— TASK —
When you repeat the listing below, keep every word exactly and leave out each picture.

— MATERIAL PROVIDED —
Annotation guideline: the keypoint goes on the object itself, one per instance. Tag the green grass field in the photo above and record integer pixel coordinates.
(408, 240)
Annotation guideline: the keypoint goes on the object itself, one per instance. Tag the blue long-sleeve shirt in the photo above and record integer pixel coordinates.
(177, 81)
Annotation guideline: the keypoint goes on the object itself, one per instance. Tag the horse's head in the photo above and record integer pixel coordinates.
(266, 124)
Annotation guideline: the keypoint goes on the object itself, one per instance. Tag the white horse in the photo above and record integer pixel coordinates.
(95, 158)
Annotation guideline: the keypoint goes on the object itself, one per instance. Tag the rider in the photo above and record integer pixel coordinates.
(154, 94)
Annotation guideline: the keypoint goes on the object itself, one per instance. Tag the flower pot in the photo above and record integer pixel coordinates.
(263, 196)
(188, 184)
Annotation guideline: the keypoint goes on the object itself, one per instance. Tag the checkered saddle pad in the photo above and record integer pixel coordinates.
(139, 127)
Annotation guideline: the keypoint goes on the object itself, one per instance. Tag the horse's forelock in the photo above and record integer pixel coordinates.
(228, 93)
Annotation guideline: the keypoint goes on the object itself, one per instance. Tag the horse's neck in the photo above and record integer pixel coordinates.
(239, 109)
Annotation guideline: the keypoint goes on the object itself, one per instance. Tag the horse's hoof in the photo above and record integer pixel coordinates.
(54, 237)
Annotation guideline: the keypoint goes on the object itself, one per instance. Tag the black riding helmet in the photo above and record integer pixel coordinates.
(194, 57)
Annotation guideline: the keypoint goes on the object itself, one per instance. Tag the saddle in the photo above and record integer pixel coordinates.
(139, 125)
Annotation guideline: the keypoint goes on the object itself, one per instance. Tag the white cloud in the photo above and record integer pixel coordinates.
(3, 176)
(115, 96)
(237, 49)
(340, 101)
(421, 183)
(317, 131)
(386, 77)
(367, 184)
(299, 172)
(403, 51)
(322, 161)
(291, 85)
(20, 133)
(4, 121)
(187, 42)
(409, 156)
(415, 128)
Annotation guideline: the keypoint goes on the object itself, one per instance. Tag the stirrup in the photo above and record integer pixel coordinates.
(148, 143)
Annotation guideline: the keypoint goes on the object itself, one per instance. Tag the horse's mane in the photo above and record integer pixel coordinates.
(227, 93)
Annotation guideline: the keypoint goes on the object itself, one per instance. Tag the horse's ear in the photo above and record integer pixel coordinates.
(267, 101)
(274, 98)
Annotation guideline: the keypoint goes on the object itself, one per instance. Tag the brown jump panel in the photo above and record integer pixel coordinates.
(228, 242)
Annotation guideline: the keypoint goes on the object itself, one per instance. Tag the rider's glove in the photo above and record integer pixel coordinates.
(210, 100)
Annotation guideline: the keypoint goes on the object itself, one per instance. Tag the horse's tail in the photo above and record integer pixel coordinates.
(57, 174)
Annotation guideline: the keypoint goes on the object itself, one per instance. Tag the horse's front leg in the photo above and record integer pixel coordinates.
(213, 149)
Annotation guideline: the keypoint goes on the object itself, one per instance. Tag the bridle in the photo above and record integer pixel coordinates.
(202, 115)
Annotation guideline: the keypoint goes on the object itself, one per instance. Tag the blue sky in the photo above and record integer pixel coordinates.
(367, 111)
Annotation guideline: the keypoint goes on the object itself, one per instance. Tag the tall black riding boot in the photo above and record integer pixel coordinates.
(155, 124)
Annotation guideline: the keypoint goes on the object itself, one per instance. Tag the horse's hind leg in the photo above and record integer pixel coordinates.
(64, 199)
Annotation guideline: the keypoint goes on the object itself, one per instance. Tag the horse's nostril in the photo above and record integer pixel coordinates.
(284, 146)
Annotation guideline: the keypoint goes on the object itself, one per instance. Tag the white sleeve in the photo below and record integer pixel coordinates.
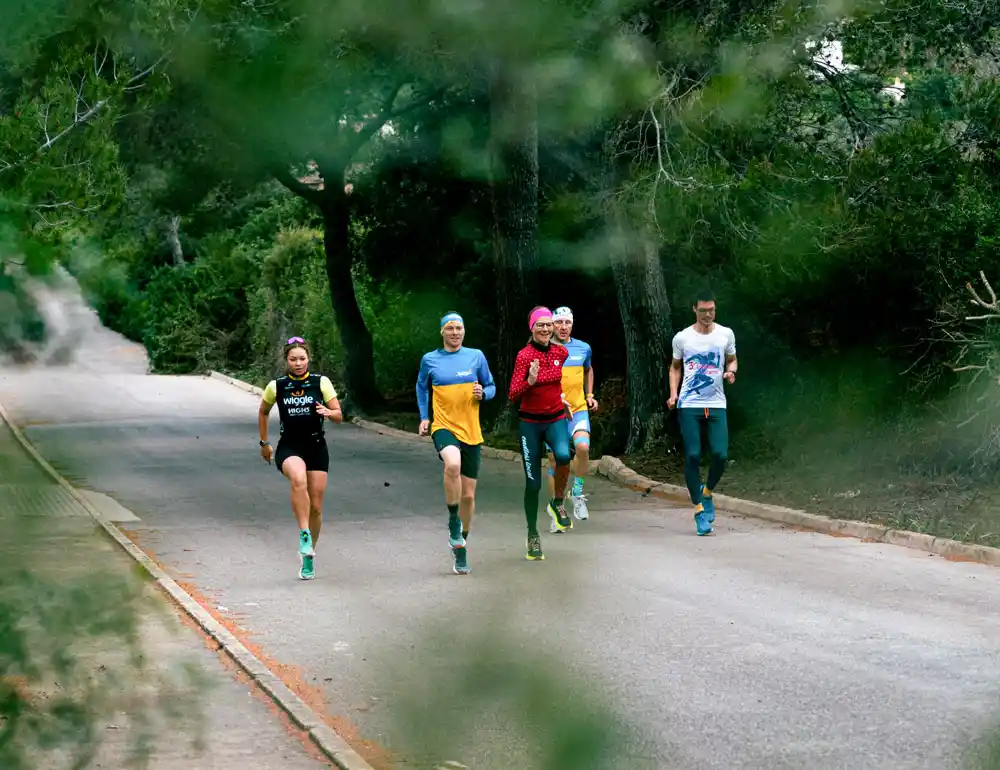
(678, 347)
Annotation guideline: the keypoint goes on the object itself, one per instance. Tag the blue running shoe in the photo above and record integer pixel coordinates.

— RESULT OF THIS EXERCISE —
Annotation guideline: the keypoint goes on the object itself, one per instance. Tag the green grass field in the photo above and record integer pixel coordinates.
(408, 240)
Annotation guideline: the keypoint goes on the object itself, one per instance. Tag the blue long-sleeve shirt in the photo above and record integer pixel coordinates.
(177, 81)
Annotation guideline: the keypoint goes on the object itself, one per instance. Tag the horse's head in the photo above and record integer pixel coordinates.
(266, 124)
Annotation guideline: the keypoint goes on the object itself, one per instance. Tag the white horse in the photo above and record integer pixel coordinates.
(95, 158)
Annotation guideline: the keypoint goes on the object itself, one per instance. Tag the rider in the photo above and record integer pixel coordinates.
(154, 94)
Annotation guideline: the keypoint goes on the object itself, one per instance. Tag the flower pot in the photo above and record integer pixel coordinates.
(263, 196)
(188, 184)
Annotation guideline: the keypoint goes on the object itself, one per instance. Tag the checkered saddle pad in the photo above and record integer pixel coordinates.
(139, 127)
Annotation guideline: the keypoint goes on the object itself, one per instance. Tag the horse's forelock in the photo above and record integer pixel coordinates.
(228, 93)
Annotation guideline: the keypoint goes on the object itself, one per instance. Tag the horse's neck in the photo above and record integer pixel coordinates.
(239, 109)
Annotation guideline: the keypoint goes on the object itself, one per instance. Tag the horse's hoof in the photo above and record integer pixel coordinates.
(54, 237)
Annotation guideline: the keypoint goes on the object itself, one per instance. Tag the black riding helmet in the photo above and record integer pixel coordinates.
(194, 57)
Annotation guideline: the keypoint goes on the object itself, one per instance. Tag the saddle in the photo above and record integer pixel coordinates.
(139, 125)
Annotation guideline: the keypoint goes on the object itself, one per instance. Tag the white cloud in the photo above and record integer pixel coordinates.
(3, 176)
(115, 96)
(237, 49)
(340, 101)
(421, 183)
(317, 131)
(386, 77)
(367, 184)
(299, 172)
(403, 51)
(322, 161)
(291, 85)
(20, 133)
(4, 121)
(187, 42)
(409, 156)
(415, 128)
Annotation guideline: the keypoint goes on the object itself, one per instance. Tag the stirrup in the photo above and record integer pixel coordinates.
(148, 143)
Annotation guideline: the keypoint goes on the object itself, one per instance. Tag the horse's mane in the photo above and record integer pixel coordinates.
(227, 93)
Annotation guideline: the keypoint goes on the object itself, one per instance. Tag the horse's ear in the photo above and record integer pixel coordinates.
(267, 101)
(274, 98)
Annotation guideline: the keypoint goes on the object itself, one per instance. Tag the brown jump panel in the photo above and record integer pixel coordinates.
(228, 242)
Annotation guideline: the keypoint goes on the object itself, one per instance. Tag the rider's glove in the photo above and record integer pixel coordinates.
(210, 100)
Annotation guideline: the keypoint goes on the object itself, one per instance. Tag the horse's tail in the photo above and record integer pixel coordinates.
(57, 174)
Annotation guideline: the keypoint goes on the object itself, one per instance. Tag the horse's front leg in the photo above and record integer pixel coordinates.
(213, 149)
Annotation guideline: the keypoint goes on the object itself, one per instance. Tag the bridle in the photo above and record integer pixel coordinates.
(202, 115)
Annotation guideline: the keypoint goes on the object itself, one per instance. Tag the blue sky in the photo above and record integer pixel coordinates.
(367, 111)
Annotation guideline: the keypoint goes on the object itself, one per instance. Tag the tall black riding boot in the photo above and record integer pixel coordinates.
(155, 124)
Annotation guideline: the keypoint goes on the object itself, one per instance. Tag the horse's hind leg in the photo above and record integer pixel coordinates.
(64, 199)
Annotation guideline: the keypoint goes on the object itself, one per instance. Tag the horse's nostril in the photo above and record integer pixel coordinates.
(284, 146)
Annotation guideline: the keypoint goes on the object itself, one per instance. Tag the white sleeve in the photo below and record integer pixel coordinates.
(678, 347)
Annotation guideline: the keypoint goes on the object itself, one per instance. Tag the blue running shoe in the photo above and record integer pixel coordinates.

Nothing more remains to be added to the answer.